* Exercise objective
Identify all lines below that hold "return" and collect them.

* Records for this exercise
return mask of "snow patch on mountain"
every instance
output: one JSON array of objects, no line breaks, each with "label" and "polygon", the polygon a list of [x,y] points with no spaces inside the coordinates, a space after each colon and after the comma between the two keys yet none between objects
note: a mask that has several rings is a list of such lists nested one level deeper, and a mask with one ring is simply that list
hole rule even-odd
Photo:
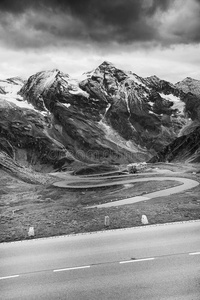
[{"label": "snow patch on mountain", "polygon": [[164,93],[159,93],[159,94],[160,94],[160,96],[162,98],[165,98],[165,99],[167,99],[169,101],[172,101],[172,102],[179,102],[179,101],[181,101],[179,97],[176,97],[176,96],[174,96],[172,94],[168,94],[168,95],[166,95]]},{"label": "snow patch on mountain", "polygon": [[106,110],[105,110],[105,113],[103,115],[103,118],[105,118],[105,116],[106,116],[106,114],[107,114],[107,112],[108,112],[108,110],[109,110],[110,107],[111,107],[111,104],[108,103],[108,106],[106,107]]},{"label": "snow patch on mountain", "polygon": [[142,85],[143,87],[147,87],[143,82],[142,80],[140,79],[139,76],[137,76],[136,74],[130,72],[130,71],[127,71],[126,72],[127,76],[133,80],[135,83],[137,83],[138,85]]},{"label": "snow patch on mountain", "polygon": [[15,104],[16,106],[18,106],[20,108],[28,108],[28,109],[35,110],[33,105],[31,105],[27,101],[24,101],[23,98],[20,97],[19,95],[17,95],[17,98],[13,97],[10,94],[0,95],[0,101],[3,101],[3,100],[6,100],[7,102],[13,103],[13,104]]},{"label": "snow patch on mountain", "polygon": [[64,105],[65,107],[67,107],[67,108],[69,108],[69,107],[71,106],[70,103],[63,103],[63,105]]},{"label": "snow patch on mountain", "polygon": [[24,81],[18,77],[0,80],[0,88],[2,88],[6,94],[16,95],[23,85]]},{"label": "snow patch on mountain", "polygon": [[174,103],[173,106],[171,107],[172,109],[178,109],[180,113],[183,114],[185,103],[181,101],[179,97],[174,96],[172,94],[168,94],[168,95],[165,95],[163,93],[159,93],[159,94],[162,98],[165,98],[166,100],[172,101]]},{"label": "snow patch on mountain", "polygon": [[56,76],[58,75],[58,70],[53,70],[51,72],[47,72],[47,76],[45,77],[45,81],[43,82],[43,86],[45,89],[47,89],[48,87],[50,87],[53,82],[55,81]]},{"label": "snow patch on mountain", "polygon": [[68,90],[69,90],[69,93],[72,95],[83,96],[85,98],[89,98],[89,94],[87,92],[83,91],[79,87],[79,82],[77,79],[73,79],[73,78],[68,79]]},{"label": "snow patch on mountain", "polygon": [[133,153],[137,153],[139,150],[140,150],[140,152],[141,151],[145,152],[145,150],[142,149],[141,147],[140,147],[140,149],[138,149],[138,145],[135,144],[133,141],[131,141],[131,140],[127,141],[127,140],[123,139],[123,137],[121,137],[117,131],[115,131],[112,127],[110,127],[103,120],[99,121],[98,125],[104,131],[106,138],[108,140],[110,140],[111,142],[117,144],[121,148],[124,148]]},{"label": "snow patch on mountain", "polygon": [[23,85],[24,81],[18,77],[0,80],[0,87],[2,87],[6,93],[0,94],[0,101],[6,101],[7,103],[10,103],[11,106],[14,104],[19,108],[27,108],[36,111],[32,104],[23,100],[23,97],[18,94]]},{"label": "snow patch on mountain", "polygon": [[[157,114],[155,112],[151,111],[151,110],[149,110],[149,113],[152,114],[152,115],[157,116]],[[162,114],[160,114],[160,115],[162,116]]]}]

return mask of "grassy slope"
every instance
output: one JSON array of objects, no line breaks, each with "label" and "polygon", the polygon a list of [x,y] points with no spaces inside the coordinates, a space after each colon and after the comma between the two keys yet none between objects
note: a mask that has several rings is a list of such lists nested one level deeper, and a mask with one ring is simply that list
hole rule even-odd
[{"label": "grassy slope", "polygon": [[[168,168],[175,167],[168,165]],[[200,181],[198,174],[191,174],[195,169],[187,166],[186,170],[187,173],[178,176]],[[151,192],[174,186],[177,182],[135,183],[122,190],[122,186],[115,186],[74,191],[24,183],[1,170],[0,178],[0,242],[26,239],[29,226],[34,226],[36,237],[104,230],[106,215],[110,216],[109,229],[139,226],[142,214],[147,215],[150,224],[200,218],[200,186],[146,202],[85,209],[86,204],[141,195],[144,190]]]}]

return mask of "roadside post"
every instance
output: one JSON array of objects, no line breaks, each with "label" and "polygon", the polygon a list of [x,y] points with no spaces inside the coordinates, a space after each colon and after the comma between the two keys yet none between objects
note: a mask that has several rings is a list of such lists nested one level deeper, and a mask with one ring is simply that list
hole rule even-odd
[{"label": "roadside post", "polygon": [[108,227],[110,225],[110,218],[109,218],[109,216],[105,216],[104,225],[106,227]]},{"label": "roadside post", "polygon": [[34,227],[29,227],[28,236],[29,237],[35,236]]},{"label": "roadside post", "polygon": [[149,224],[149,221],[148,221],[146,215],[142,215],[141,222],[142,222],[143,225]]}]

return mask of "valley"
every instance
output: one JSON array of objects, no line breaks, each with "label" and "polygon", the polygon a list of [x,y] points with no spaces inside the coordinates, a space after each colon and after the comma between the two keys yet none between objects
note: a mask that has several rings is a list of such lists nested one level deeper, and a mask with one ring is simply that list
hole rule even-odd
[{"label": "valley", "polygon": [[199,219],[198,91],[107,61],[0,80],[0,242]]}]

==

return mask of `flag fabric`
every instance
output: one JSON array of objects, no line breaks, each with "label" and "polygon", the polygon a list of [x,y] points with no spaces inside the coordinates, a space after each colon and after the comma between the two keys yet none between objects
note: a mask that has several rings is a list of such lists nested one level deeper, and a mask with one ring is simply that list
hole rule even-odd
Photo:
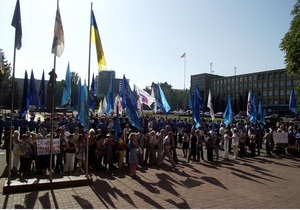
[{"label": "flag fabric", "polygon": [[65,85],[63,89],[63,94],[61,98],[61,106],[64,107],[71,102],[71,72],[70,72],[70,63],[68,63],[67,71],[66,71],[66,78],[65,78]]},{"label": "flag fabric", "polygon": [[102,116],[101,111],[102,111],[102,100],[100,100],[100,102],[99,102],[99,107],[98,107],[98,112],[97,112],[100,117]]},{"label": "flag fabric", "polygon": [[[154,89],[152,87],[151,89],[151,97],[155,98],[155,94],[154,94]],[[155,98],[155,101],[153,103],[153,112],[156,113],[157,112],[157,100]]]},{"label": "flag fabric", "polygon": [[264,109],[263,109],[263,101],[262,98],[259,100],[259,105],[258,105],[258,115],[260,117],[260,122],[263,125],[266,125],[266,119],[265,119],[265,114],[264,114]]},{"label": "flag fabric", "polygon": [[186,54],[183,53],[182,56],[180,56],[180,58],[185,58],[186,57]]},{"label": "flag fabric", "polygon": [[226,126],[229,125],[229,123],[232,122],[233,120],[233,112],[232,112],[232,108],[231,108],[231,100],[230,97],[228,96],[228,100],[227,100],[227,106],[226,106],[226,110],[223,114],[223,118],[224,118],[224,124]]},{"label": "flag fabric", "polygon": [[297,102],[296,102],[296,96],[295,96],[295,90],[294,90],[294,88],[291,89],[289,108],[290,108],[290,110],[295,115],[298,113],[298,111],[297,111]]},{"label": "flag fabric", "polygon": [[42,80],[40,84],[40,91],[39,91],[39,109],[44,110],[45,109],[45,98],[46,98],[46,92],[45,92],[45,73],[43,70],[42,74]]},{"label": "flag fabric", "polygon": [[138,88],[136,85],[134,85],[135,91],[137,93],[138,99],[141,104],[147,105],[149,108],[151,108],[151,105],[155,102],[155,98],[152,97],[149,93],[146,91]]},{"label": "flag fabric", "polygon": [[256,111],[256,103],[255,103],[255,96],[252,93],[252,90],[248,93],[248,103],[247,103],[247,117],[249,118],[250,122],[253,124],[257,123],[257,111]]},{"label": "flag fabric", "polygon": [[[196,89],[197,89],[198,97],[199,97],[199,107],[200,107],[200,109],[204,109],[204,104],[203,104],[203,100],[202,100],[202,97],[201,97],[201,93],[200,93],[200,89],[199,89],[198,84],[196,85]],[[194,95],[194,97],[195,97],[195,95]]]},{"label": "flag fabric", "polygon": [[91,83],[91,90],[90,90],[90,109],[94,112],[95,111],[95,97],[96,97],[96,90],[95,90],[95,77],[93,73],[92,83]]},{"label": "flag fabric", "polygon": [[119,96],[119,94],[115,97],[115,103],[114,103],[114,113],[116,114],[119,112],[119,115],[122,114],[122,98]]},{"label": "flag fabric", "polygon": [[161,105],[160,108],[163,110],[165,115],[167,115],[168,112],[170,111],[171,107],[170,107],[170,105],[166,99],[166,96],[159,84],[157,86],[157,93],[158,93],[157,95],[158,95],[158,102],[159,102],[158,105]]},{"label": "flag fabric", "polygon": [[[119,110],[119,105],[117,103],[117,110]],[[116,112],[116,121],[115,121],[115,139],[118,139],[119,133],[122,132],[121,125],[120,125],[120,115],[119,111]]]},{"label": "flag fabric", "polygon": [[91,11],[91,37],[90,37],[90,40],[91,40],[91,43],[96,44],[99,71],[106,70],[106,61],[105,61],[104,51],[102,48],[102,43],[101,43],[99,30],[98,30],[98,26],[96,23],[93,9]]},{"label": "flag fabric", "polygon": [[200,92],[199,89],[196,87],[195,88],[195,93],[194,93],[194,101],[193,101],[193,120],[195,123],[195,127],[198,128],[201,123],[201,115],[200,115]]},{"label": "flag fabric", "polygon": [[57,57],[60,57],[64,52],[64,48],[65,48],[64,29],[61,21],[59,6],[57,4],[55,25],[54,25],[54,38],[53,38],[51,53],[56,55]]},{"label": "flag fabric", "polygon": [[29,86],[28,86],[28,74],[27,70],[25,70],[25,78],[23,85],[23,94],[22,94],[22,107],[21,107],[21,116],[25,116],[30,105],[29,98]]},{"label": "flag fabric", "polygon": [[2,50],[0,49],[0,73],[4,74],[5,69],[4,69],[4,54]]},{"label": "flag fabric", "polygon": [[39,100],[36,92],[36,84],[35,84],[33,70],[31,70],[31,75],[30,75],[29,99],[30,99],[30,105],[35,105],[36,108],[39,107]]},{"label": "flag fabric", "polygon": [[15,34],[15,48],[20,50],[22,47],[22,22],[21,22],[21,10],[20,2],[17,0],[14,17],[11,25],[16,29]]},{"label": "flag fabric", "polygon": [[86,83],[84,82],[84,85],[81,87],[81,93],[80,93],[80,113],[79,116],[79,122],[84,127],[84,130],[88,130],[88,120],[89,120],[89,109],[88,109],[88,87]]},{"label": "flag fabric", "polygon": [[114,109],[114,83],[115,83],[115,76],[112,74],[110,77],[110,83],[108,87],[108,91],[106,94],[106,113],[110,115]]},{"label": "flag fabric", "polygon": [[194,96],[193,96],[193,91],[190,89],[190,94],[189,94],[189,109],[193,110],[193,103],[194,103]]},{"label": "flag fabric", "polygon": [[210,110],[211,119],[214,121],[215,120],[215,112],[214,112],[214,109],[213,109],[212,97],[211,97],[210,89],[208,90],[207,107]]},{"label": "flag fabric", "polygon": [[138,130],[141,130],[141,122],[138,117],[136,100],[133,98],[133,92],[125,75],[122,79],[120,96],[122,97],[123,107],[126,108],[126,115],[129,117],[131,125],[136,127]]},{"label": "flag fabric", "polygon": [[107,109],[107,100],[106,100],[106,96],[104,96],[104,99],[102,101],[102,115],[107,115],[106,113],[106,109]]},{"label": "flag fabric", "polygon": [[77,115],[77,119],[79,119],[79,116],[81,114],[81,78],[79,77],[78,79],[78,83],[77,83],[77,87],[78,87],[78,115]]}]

* Task response
return mask of "snow patch on mountain"
return mask of "grassy slope"
return mask of "roadside post"
return mask of "valley"
return mask of `flag fabric`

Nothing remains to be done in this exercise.